Supplied text =
• • • •
If you own and rent out a home, or if you are a rental management company, you should read Johnson v. Prasad.
RENTAL OF HOUSE
The Prasads bought a house with an in-ground backyard swimming pool in 2000. The pool was built in 1976 and complied with state and local laws at that time.
Around the perimeter of the property was a six-foot wooden fence that prevented access to the backyard.
The only direct access from the house to the pool was through the kitchen, through a sliding glass door with a security gate; however, the security gate did not have a self-closing mechanism.
Century 21 managed the rental of the home for the Prasads.
SWIMMING POOL DROWNING
On June 28, 2009, the renter of the Prasads’ home had a party at the house. Several friends attended.
They swam in the pool. Everyone left the pool, went back into the house, but one 4-year old boy wandered back out through the kitchen door and somehow drowned in the pool.
A parent’s worst nightmare.
The young boy’s family sued the Prasads and Century 21 claiming they were negligent in failing to ensure that the home met safety codes prior to renting to the public.
My common sense antenna goes up when I see a homeowner is sued for “failure to ensure that the premises met safety codes prior to renting.”
Think about that. How many code violations could there typically be in a home — especially an older home — that could lead to liability for the homeowner/landlord and rental agent.
Century 21 and the Prasads convinced the trial court they had no duty to inspect the premises before renting and the pool was not a “nuisance” or an unreasonably dangerous condition, nor did they create any type of dangerous condition or in any way contribute to the accident.
Further, the security gate and sliding glass door did not cause the accident because it was intentionally left open.
Plaintiff Melina Johnson, mother of the 4-year old, appealed. The appellate panel, which includes former Nevada County Superior Court Judge Kathleen Butz, is as good as it gets.
• • • •
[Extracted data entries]
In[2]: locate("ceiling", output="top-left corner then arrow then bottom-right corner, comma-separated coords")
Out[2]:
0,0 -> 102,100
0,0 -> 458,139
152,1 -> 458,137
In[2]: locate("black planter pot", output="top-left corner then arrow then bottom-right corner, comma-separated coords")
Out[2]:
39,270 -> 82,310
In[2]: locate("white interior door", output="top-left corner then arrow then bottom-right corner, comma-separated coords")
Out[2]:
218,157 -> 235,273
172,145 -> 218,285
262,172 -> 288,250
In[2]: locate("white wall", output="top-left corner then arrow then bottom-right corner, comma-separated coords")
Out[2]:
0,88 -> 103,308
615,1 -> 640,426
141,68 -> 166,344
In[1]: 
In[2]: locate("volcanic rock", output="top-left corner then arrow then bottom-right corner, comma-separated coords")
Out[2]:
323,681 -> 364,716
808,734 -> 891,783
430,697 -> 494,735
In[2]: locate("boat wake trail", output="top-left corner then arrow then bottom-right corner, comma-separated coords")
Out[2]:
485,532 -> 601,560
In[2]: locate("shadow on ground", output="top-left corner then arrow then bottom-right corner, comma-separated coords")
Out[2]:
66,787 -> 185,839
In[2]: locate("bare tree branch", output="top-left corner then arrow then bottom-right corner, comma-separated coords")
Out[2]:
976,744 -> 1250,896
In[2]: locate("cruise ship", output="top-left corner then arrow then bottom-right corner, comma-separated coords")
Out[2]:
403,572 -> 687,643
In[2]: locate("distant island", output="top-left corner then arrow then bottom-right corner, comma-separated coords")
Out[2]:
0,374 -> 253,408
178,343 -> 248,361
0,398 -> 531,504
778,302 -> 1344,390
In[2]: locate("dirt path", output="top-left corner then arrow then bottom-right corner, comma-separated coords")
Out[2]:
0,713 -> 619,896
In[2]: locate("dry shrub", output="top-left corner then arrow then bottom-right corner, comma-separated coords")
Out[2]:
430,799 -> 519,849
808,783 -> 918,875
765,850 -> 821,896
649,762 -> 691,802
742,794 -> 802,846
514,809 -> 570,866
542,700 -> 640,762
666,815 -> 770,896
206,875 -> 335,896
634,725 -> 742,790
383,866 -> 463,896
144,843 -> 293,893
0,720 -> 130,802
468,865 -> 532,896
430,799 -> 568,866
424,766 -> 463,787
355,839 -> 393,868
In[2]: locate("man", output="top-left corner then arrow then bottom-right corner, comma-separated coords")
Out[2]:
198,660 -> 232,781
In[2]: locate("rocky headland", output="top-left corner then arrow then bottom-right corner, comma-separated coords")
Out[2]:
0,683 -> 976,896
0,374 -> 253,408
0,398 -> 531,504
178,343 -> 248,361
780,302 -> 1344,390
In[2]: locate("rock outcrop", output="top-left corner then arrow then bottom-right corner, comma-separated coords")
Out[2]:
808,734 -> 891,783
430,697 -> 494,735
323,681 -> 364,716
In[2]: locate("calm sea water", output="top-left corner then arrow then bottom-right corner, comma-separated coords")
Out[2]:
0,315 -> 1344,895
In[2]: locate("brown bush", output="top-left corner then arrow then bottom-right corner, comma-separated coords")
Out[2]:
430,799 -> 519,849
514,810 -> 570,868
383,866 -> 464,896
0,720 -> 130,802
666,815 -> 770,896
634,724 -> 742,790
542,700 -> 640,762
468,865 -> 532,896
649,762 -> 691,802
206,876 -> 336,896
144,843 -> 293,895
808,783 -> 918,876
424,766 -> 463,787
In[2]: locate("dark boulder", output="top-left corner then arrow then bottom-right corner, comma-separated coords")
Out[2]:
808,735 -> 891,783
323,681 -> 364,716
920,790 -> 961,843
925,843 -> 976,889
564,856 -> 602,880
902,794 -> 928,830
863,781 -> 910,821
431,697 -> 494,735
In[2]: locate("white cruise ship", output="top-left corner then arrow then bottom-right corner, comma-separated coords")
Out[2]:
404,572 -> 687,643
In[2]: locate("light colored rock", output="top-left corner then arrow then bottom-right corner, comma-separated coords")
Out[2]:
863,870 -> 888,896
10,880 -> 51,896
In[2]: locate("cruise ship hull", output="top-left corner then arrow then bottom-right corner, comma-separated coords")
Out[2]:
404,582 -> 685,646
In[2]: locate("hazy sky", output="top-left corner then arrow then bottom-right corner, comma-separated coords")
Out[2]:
• • • •
Complete the following =
- A) According to the article on Johnson v. Prasad, in what year was the backyard swimming pool built?
- B) Rewrite the stretch of the records from their start through the line containing "66,787 -> 185,839", requests included, and scale each coordinate in the answers by 1.35, rounding to whole numbers with halves rounded up.

Answers in order =
- A) 1976

- B)
In[2]: locate("ceiling", output="top-left corner then arrow then bottom-right corner, comma-separated coords")
Out[2]:
0,0 -> 138,135
0,0 -> 618,188
205,1 -> 618,185
In[2]: locate("black planter pot", output="top-left corner then arrow then bottom-right corner, comma-separated coords")
Out[2]:
53,365 -> 111,419
In[2]: locate("white interior door", output="top-left corner then arrow then bottom-right corner, comma-separated coords")
Out[2]:
294,212 -> 317,369
232,196 -> 294,385
354,232 -> 389,338
In[2]: locate("white wall", output="top-left corner then arrow then bottom-right corner, comma-separated coords")
Out[2]:
0,119 -> 139,416
830,1 -> 864,575
190,92 -> 224,464
In[1]: 
In[2]: locate("volcanic rock", output="top-left corner then arrow then bottom-right corner, comma-separated coords")
Out[2]:
436,919 -> 491,967
1091,991 -> 1203,1057
581,941 -> 667,992
In[2]: locate("boat wake trail", output="top-left corner then arrow then bottom-right corner, comma-separated coords")
Out[2]:
655,718 -> 811,756
In[2]: locate("shadow on ground", output="top-left corner then arrow then bottom-right corner, comma-separated coords")
Out[2]:
89,1062 -> 250,1133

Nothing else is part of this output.